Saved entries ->
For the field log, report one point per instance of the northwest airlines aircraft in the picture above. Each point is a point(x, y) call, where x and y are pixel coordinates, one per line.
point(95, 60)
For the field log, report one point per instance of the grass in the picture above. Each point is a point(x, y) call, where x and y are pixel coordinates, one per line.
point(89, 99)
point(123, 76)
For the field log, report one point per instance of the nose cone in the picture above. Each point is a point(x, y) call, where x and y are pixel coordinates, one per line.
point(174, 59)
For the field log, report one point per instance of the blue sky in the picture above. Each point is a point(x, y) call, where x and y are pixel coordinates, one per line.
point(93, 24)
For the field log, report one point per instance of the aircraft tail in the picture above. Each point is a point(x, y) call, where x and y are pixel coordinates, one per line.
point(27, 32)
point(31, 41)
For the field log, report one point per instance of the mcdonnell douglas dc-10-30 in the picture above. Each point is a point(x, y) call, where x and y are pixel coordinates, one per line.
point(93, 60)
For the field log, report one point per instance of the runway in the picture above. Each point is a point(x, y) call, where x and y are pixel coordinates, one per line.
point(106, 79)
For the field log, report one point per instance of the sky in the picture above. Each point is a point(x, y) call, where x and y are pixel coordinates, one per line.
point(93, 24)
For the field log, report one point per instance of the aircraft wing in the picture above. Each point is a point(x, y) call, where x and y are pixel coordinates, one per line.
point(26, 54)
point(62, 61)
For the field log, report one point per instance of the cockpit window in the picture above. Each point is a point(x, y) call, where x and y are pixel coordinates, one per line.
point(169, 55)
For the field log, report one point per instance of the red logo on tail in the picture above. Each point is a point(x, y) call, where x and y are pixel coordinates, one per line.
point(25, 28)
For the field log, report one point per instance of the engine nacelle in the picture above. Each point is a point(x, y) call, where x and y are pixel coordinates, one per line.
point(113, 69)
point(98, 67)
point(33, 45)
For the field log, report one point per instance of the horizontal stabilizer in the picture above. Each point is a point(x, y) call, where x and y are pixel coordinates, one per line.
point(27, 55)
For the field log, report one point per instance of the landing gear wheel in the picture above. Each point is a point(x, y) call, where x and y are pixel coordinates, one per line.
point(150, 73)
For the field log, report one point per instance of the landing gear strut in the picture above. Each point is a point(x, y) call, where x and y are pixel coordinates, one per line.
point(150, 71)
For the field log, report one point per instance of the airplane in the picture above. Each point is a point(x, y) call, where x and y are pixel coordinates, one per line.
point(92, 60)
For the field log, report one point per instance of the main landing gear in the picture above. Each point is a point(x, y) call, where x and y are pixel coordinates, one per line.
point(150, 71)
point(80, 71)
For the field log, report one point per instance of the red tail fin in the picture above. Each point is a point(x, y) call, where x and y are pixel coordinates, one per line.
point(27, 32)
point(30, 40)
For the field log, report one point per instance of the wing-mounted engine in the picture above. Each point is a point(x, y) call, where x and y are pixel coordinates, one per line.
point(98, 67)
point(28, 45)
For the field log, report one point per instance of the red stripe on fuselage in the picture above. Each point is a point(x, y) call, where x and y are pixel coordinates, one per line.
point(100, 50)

YOUR TASK -> Set down nothing but the lines from the one containing "of the wing-mounted" through the end of the entries above, exactly as written, both ends counted.

ANSWER ->
For the field log, report one point per instance of the wing-mounted engine in the picture above. Each point is a point(x, y) call, where x and y are pixel coordinates, one per line.
point(98, 67)
point(28, 45)
For the field log, report one point per instance of the red stripe on fuselage in the picture above. Each point is a point(x, y) call, where x and y are pixel coordinates, one per line.
point(100, 50)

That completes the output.